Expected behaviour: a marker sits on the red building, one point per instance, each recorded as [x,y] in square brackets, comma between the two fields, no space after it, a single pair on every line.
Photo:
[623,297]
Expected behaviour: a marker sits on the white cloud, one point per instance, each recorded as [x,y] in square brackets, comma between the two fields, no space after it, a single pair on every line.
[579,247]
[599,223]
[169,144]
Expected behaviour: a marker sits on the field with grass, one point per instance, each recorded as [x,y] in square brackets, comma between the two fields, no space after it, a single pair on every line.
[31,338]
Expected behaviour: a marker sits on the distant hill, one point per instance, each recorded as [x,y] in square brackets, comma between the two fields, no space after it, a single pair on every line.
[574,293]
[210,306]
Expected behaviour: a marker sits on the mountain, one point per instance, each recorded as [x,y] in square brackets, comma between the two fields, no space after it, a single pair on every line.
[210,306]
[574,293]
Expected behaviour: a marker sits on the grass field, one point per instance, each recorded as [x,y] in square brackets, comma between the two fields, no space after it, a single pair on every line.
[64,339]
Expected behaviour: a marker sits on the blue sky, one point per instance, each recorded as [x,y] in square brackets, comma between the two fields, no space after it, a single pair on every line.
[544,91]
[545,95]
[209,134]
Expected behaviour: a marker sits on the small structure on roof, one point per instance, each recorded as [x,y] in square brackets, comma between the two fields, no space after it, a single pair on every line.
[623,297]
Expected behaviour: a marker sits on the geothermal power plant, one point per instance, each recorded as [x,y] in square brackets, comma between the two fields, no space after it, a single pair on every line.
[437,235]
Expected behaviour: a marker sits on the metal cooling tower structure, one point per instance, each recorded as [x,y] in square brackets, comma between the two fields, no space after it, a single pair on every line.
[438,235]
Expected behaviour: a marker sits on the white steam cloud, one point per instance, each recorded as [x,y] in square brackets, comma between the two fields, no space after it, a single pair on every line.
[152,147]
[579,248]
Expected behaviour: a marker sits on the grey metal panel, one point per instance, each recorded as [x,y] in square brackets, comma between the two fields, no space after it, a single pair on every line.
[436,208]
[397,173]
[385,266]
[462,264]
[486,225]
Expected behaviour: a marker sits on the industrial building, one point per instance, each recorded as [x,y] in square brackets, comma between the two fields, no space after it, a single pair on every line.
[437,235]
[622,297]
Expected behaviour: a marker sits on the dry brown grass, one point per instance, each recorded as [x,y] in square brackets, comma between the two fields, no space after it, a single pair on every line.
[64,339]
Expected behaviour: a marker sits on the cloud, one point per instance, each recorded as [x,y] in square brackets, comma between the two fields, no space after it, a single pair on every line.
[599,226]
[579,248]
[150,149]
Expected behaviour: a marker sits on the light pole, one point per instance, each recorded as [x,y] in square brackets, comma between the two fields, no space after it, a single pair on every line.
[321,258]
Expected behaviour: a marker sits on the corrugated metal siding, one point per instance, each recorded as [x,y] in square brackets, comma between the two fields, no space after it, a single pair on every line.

OBJECTIVE: Reproduce all of the material above line by line, without changing a single character.

WORKED SOLUTION:
Expected behaviour: a marker sits on the red building, one point per instance, each recorded as [x,y] in square brackets, comma between the two fields, no space after it, a single pair on every line.
Photo:
[623,297]
Expected behaviour: a marker sits on the white cloud, one point per instance, each recorded as [x,y] in square brackets, comma between the two fields, no space after it, a single pair on every line.
[579,247]
[599,223]
[169,144]
Expected behaviour: a marker sits on the field with grass, one point per instance, each recorded as [x,y] in square brackets, comma between the two fields, no space after it, a single pair on every line.
[31,338]
Expected behaviour: a marker sits on the distant hill, one point per instance, each recorded as [x,y] in square brackets, comma between the two fields, no space after it, a single pair on every line.
[574,293]
[210,306]
Expected behaviour: a marker sits on the mountain, one point per instance, each recorded as [x,y] in square brackets, comma between the two fields, no space after it, a single pair on every line.
[210,306]
[574,293]
Expected behaviour: a marker sits on the grass field, one point per instance, each recorded as [x,y] in square brackets, comma between the two fields, no space after it, a single pair on every line.
[64,339]
Expected behaviour: a marker sits on the blue sky, one point per instance, each recorded as [x,y] in square brackets, comma between the two fields, no space after it, a single pair on every line.
[544,91]
[545,95]
[209,134]
Expected behaviour: a marker sits on the small structure on roof, one point per instance, each recorded as [x,y] in square brackets, comma between the two fields, no space after it, a single pair on every line.
[623,297]
Expected behaviour: a marker sits on the geothermal power plant, one point per instance, each recorded as [x,y] in square brackets, comma between the two fields, no space after it, a single pair on every line.
[437,235]
Expected behaviour: a marker sits on the metal cooling tower structure, one point per instance, each recorded as [x,y] in square brackets, comma between the two fields, no space after it, a single pair on every line.
[438,235]
Expected behaviour: a marker sits on the white steam cloud, one point per instance, each recorded as [x,y] in square brackets, comma between the two fields, no space after it, a single pair on every line.
[152,147]
[579,248]
Expected behaviour: a marker sits on the grey metal panel, one point per instance, each recorded as [x,y] in square brackets, comma between the two fields, no space after it, a single pair on every line.
[436,208]
[397,173]
[385,266]
[462,264]
[486,225]
Expected behaviour: a marker sits on the industrial building, one point per instance, each recorded as [x,y] in square brackets, comma between the two fields, no space after it, a single pair on every line.
[437,235]
[622,297]
Expected behaviour: a marker sits on the dry brown grass, one point per instance, each recorded as [x,y] in square brackets, comma between the two fields, no space after it, a single pair on every line.
[64,339]
Expected behaviour: a marker sits on the cloud, one point per instance, each recorded as [x,y] in square brackets, comma between the two fields, no space after it, a single pair on every line.
[599,226]
[579,248]
[150,149]
Expected behaviour: a marker sits on the light pole, one point per instance, each recorded as [x,y] in square brackets, comma between the two fields, no space after it, a single pair on every line.
[321,258]
Expected behaviour: a marker sits on the corrugated metal siding, one point per instance, each recorded as [x,y] in square brackets, comma between the two fields, no space after it, a single pair on every line.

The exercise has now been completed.